**WORK INSTRUCTION**
The required result is an exact copy of the material from the line with "Q: In the photo above, point to the vaulted" through its final line, both ends included.

**DATA**
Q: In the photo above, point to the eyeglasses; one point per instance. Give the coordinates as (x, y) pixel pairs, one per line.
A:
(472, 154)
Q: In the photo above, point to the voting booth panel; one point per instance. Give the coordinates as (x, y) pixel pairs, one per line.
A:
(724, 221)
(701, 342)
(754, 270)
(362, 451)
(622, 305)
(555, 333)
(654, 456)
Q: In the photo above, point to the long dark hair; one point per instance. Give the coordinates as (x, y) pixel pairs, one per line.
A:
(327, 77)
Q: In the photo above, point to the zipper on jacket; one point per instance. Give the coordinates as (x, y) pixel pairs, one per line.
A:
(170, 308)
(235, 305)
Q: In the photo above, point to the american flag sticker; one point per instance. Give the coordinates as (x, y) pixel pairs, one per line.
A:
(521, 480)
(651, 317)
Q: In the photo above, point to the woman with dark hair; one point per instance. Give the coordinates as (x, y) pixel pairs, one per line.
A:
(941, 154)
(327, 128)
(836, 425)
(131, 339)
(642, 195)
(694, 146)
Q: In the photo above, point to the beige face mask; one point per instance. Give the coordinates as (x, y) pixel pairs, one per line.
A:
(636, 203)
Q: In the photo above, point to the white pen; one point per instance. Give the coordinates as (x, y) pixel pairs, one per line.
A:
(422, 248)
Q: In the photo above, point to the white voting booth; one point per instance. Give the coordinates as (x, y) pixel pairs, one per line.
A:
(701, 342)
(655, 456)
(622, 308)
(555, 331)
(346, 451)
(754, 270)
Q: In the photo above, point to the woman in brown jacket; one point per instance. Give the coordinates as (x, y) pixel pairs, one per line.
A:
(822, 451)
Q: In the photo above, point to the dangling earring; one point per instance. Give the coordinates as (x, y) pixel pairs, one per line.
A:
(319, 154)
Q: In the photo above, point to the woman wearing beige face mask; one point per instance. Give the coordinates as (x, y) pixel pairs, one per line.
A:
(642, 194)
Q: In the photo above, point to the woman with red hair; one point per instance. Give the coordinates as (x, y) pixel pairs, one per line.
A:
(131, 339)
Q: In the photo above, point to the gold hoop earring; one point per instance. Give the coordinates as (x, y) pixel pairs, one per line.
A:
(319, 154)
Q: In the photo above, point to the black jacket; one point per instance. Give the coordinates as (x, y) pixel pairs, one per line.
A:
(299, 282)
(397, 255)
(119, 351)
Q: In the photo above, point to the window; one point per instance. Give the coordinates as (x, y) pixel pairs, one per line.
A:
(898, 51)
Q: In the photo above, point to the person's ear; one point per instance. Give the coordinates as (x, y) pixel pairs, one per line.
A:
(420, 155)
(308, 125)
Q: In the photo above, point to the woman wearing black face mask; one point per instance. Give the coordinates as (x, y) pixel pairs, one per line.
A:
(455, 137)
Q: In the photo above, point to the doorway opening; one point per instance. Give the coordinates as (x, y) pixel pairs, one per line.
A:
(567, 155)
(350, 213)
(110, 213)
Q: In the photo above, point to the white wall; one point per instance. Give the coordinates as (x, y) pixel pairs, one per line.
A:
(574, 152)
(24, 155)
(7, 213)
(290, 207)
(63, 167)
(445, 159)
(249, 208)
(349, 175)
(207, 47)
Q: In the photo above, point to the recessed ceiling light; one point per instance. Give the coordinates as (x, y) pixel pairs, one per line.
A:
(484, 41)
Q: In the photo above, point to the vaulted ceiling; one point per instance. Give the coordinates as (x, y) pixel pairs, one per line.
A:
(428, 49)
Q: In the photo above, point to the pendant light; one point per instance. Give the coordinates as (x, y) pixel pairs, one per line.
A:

**ANSWER TO THIS PROBLEM**
Q: In the photo above, point to the vaulted ceiling; one point per instance. Give the coordinates as (x, y) pixel pairs, one per line.
A:
(428, 49)
Q: In the photo above, point to the pendant light; one point per instance. Give the coordinates as (x, y) pixel pairs, one per line.
A:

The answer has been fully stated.